> **TASK 1**
Gather every line in the entries below that contains the word "erect".

> **PASSAGE**
• • • • • • •

How To Make Your Own Snapchat Geofilter, As Told By Creators Themselves
Three years ago, Snapchat changed the social media filter landscape when it introduced Geofilters. Now, as the Snapchat Geofilter celebrates its third birthday, four designers explain to Bustle how to make your own Snapchat Geofilter so you always have the filter you want when you need it. A representative from Snapchat tells Bustle that its Geofilters are one of the Snap community's favorite, and most personal, creative tools — and it's even better because any user can make one, if they'd like. Photographer Nick Seda, who has designed more than 500 Community Geofilters, agrees.
"One day, I stumbled upon an article online about how Snapchat unveiled this feature called Community Geofilters," Seda, who has been making Geofilters since 2015, tells Bustle in an email. "I was intrigued about the idea of this popular social media platform allowing the general public to make art for their app. I am very into photography, and I took Snapchat's new feature as an opportunity to dive into another form of art that I could possibly excel at."
Seda says he was inspired to start creating Geofilters because the idea of having his creative, digital footprint in all corners of the globe is a fascinating concept to think about. "It's a dream of mine to travel the world," he says, "but making Geofilters gave me a slight head-start to achieving that goal. It makes me so happy when I see my family, friends, celebrities, or complete strangers use my Geofilters in their Snaps."
The Geofilter Learning Curve
Seda says making your own Geofilter can be easy if you're familiar with the location of the place you're designing the filter for. But, if you're not clued into the area it can be a bit trickier to capture a location's authenticity.

• • • • • • •

> **DATA TO PROCESS**
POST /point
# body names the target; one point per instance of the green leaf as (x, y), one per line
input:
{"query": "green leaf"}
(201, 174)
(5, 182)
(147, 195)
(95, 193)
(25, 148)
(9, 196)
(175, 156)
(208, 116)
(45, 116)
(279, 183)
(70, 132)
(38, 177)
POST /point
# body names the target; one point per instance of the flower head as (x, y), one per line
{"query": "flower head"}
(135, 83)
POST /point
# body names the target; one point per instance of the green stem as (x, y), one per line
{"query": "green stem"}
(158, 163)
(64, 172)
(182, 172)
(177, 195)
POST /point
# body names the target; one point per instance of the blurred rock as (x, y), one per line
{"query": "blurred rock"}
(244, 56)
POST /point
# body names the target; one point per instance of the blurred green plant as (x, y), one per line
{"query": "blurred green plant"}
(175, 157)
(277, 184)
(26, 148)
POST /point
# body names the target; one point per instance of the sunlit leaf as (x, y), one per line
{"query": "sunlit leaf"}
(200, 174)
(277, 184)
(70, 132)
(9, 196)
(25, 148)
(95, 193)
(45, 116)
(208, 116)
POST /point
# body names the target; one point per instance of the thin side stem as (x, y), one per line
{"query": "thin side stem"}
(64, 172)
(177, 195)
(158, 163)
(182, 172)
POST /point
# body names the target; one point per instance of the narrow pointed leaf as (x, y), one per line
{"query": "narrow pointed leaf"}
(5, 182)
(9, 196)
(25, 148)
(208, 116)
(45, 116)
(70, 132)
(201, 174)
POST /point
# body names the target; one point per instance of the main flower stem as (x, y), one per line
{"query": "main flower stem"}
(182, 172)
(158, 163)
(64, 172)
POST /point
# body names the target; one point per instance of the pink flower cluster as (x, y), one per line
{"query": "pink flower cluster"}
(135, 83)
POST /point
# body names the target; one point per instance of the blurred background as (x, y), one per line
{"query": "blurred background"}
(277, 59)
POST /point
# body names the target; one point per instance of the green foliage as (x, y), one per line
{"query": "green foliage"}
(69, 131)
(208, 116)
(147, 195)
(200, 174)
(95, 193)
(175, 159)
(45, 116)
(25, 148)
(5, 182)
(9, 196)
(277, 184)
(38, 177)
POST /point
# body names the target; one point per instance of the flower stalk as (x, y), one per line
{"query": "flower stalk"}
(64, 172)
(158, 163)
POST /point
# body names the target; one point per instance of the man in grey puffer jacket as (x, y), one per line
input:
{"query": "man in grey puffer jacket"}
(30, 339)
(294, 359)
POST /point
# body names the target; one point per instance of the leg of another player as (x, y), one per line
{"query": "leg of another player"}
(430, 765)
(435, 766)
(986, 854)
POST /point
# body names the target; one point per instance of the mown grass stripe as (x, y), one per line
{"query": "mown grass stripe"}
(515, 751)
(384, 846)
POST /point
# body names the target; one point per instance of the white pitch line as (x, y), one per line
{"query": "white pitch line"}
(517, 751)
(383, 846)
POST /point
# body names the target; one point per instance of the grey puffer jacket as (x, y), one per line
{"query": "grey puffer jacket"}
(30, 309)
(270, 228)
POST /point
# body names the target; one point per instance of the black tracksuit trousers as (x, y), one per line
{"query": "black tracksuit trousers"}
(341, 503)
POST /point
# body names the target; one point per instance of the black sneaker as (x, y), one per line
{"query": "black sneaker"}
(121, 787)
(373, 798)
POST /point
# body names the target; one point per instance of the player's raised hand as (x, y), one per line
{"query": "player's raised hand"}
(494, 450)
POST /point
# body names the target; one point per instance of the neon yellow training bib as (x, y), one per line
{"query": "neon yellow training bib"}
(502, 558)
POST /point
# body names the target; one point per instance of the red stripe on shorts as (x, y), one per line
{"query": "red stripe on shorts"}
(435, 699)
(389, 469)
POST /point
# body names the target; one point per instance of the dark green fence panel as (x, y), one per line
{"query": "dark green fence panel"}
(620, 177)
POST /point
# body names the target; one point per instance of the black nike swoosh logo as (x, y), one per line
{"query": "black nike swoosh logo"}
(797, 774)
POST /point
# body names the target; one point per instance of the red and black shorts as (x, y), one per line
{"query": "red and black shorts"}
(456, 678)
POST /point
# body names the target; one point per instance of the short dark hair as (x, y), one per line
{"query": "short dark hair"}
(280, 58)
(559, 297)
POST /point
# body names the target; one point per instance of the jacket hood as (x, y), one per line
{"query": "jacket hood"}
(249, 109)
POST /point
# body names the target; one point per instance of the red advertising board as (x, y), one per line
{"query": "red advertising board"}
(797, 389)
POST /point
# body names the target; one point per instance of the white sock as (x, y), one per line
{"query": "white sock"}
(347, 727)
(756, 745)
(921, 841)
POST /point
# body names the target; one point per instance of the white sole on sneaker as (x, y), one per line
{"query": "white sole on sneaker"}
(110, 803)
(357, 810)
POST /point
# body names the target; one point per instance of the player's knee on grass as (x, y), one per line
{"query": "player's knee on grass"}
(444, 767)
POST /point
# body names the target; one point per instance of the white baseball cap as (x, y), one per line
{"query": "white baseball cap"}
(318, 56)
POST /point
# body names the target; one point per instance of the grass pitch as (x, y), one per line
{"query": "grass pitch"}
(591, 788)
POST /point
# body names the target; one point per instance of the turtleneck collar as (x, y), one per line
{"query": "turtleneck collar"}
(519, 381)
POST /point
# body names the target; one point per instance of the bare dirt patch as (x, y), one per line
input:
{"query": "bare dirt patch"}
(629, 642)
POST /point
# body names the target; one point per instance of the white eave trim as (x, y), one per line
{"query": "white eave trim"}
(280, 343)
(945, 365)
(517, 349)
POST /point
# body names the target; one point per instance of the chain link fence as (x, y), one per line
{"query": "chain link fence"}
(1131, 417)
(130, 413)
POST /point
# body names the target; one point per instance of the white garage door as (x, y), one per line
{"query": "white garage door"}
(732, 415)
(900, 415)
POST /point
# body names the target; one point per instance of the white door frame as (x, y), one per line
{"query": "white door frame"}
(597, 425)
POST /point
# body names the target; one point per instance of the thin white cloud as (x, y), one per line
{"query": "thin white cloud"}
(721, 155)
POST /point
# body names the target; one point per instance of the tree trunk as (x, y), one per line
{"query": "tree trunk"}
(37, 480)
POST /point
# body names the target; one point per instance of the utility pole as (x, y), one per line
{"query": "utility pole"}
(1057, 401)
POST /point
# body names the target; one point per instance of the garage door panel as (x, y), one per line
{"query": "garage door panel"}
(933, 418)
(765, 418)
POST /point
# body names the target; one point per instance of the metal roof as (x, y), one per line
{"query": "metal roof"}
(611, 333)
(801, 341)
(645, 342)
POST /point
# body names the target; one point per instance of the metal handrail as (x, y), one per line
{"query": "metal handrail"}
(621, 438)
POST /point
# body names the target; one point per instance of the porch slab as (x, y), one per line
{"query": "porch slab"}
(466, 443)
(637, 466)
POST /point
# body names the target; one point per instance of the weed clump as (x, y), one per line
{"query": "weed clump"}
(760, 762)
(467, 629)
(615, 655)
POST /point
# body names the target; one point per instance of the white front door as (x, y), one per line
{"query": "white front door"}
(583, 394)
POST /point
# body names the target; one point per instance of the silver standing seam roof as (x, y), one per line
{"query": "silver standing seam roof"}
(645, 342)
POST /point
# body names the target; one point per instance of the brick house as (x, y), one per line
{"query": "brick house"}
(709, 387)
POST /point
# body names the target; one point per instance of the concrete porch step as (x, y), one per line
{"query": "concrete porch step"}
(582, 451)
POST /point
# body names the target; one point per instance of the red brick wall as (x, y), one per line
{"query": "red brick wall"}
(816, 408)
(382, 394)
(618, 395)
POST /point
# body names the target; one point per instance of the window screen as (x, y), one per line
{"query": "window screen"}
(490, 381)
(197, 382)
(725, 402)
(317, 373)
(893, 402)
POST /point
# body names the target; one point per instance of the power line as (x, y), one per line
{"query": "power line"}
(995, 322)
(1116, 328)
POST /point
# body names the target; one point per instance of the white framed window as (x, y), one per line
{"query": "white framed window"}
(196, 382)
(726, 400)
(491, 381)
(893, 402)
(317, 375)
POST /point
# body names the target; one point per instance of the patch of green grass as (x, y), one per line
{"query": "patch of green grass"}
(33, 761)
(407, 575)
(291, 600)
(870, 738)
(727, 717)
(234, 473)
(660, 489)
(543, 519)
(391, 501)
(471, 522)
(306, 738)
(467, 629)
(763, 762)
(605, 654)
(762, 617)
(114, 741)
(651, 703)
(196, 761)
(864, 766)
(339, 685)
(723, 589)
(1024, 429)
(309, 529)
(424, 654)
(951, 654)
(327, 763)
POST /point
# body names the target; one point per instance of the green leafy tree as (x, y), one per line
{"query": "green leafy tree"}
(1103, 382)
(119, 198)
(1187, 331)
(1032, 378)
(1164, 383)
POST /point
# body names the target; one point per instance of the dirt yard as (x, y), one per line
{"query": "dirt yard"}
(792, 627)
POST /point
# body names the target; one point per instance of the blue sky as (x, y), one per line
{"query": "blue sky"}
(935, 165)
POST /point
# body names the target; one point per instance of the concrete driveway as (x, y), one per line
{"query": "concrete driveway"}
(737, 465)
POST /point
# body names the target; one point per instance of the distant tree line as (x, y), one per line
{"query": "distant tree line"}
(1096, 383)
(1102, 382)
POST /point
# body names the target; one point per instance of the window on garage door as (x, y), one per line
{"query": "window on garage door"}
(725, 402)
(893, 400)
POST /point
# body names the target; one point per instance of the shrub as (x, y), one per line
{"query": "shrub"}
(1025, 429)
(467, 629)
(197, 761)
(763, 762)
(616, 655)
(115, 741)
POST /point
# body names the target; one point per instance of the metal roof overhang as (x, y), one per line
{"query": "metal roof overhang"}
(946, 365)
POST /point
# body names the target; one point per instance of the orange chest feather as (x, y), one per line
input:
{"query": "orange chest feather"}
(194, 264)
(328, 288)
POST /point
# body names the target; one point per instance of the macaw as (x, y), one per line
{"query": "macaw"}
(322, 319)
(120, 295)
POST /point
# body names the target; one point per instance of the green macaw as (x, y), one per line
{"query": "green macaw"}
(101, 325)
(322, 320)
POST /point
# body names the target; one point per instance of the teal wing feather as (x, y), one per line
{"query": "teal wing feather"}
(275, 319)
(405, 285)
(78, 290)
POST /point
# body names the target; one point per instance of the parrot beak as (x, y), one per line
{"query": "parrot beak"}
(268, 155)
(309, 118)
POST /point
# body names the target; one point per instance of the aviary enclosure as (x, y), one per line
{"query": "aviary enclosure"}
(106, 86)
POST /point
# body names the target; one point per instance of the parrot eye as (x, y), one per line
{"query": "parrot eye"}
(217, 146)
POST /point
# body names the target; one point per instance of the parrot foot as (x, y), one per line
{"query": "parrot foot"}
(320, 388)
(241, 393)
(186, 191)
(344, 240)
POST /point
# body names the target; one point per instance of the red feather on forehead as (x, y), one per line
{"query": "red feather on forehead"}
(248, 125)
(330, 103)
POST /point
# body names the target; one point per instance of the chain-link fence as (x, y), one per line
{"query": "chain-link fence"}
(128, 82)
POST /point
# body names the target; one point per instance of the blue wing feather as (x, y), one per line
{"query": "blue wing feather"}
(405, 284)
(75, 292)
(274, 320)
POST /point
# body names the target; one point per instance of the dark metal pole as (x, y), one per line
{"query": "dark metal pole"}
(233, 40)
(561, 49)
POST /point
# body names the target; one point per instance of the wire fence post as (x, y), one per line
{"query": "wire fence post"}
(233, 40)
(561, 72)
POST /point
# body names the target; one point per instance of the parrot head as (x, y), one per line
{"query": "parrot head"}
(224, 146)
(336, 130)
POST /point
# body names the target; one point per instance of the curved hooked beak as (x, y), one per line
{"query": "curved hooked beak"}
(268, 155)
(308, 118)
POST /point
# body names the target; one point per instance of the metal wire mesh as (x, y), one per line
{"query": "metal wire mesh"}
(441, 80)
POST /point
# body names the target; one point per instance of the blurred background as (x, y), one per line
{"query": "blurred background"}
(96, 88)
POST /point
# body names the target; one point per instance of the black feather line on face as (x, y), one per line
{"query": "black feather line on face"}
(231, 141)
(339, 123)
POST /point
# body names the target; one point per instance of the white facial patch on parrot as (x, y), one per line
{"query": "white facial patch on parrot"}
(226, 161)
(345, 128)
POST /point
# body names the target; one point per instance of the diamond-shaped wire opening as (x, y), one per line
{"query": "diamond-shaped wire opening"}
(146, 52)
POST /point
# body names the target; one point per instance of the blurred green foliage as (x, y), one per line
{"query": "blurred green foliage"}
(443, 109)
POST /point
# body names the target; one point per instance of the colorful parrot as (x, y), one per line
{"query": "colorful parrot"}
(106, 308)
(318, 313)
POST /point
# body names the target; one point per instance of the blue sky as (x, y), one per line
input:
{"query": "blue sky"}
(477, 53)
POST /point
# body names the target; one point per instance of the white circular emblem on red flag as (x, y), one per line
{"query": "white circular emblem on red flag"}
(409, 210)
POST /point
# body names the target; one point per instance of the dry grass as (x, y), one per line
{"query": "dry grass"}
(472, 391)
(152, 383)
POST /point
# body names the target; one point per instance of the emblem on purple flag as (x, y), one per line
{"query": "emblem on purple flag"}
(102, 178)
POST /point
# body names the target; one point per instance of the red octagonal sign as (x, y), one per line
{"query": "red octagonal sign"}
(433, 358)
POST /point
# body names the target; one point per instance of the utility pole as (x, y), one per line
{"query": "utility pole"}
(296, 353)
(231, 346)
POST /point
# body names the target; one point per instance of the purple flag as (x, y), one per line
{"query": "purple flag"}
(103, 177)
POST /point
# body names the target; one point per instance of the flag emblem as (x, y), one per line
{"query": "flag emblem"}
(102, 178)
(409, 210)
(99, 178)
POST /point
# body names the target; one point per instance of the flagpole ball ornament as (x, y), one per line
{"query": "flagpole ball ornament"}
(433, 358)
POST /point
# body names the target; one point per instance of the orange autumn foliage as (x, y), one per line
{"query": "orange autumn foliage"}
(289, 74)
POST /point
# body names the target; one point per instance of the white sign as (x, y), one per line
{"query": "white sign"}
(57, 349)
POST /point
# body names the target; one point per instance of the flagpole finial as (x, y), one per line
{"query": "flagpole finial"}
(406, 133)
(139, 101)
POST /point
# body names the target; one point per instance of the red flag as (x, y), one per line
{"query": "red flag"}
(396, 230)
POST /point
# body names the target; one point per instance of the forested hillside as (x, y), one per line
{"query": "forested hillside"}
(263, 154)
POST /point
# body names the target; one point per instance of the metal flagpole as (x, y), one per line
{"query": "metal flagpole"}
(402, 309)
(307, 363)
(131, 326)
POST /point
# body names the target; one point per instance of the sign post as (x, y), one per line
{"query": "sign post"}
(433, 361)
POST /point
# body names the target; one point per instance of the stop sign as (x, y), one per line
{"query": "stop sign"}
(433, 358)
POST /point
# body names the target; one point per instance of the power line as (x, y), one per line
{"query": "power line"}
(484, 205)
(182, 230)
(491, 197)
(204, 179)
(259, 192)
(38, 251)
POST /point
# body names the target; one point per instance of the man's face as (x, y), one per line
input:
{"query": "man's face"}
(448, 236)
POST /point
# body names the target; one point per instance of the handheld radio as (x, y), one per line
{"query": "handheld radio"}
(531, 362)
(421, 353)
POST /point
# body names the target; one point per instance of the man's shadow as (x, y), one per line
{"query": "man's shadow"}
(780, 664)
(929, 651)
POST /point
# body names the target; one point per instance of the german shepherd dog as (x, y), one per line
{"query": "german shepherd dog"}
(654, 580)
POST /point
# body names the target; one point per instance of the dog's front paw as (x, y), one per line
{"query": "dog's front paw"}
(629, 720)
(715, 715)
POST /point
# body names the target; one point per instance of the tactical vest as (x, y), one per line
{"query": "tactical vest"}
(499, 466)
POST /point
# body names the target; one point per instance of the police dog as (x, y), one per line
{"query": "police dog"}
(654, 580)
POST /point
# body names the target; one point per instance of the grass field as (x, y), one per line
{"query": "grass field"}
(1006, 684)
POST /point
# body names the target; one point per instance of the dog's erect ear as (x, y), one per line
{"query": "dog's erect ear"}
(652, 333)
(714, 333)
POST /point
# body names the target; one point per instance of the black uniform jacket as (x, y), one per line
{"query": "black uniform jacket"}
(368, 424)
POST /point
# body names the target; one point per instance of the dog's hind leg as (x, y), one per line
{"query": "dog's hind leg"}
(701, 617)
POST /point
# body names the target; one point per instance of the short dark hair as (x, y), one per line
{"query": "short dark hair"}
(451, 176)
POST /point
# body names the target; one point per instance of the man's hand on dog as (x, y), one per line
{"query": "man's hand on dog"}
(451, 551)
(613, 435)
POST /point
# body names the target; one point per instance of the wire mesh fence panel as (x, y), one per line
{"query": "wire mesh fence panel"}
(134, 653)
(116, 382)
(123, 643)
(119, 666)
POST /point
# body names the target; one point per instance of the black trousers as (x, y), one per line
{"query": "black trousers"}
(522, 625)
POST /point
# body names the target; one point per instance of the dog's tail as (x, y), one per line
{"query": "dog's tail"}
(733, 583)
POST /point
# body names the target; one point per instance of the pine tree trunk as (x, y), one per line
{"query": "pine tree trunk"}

• • • • • • •

> **TASK 2**
Proceed with the Snapchat Geofilter article above, writing on from its final sentence.

> **TASK RESPONSE 1**
# body names the target; one point per instance of the dog's erect ear as (x, y), one per line
{"query": "dog's erect ear"}

> **TASK RESPONSE 2**
Snapchat user and fellow Geofilter designer Lysander Caceres tells Bustle that this is where research comes in handy. "Whenever I tackle a filter, it usually begins with some Wikipedia research to learn about the location's history and notable sights," Caceres explains in an email. "Whenever I'm fulfilling a friend's request, I always ask them about what their town is like, and what their town is famous for. Sometimes peer suggestions provide me with valuable insights that a simple Google search might not."
In just three years, Snapchat's Geofilters have taken the social media world by storm. "Every minute, 1.5 million Geofilters are viewed by Snapchatters, and 95 percent of total unique Geofilters are created by our community," a Snapchat representative says in an email. "For some fun ... if we lined up all the Geofilter fences live today, and put them side by side, Geofilters would cover 10 percent of planet Earth."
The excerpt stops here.